>> START EXTRACTED TEXT
Monthly Archives: June 2018

A refugee’s son

When I was growing up, I unquestionably thought of myself as English. That was despite the fact one half of my family most clearly was not. They lived in Tooting and spoke a different language. They looked different, they ate different food and they had a way of being, a culture, that was profoundly different in a thousand indefinable ways.

Over the past two years, with every day and news cycle that passes, I’ve felt increasingly aware of this part of my background. It’s the part that doesn’t belong, the part that isn’t English and never will be. It’s the part that too many people would resent if my surname was not so plain and my skin not as white as theirs. Growing up I never thought of myself as the child of an immigrant, a refugee’s son: now, it’s increasingly how I define myself and my relationship with a country that seems to fear so much of what I represent.

First, some family history. My father’s side is easy. My grandad migrated from Barrow to Birmingham and then my dad moved to London when he was about 20. There may have been some Irish in there on my grandmother’s side – there usually is – but it was culturally 100% English and stolidly Protestant with it.

When my dad arrived in London, he lodged in Tooting at a house owned by a member of my mother’s extended family. This must have been an eyeopening experience. The family had arrived en masse in England in 1957. They were Mediterranean romantics, demonstrative Catholics who spoke Italian mixed with French, German, Greek, Arabic and even a bit of English and because they liked to eat properly, went to the chemist to buy olive oil, which the English only used to treat ear wax.

They were not English, yet they all had British passports. How so?

This is where it gets complicated. My mum’s family were originally Maltese, although they had lived in Egypt for at least three generations (my mum’s maternal grandparents were born in Egypt). Because of this somewhat vague Maltese heritage, the family were able to claim British citizenship even though they were culturally to all intents and purposes Italian. Italian was the first language, the food was Italian and they all supported Italy in the World Cup.
>> END EXTRACTED TEXT
GIVEN TASK:
Please answer these questions from the essay:
(a) In what year did the mother's family arrive in England?
(b) From which town and to which city did the grandad on the father's side migrate?
(c) What nationality were the mother's family originally?
The material that follows is separate from the essay.
>> START MATERIAL
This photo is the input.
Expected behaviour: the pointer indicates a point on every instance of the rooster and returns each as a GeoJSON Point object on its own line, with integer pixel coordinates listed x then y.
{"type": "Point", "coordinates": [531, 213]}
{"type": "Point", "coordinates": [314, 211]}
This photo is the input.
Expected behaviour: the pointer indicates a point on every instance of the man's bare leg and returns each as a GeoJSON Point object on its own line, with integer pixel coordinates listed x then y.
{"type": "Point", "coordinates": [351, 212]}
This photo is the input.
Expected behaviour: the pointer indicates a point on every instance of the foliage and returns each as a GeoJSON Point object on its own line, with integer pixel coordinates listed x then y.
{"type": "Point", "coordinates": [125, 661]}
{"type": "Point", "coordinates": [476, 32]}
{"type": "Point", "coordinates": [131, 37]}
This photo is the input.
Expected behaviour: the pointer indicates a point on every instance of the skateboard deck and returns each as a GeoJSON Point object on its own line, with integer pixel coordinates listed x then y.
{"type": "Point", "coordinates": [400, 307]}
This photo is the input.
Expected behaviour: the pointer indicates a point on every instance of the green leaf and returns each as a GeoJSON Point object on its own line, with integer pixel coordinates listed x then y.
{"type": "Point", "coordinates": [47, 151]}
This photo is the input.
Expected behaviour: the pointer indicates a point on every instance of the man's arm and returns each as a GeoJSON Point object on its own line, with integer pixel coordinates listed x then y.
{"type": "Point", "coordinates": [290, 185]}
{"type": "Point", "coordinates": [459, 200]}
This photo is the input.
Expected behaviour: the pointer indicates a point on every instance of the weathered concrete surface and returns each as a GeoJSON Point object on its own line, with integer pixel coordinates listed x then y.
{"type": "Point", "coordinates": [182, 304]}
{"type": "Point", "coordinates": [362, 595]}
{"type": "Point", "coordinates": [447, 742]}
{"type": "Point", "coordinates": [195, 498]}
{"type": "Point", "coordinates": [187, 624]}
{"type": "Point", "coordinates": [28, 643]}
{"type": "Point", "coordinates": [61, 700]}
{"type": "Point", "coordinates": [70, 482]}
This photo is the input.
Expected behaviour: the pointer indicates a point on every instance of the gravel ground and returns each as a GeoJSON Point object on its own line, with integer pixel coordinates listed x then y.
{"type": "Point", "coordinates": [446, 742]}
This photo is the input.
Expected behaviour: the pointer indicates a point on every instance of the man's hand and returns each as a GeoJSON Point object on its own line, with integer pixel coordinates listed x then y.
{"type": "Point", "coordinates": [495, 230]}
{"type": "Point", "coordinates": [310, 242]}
>> END MATERIAL
COMPLETED TASK:
(a) 1957
(b) From Barrow to Birmingham
(c) Maltese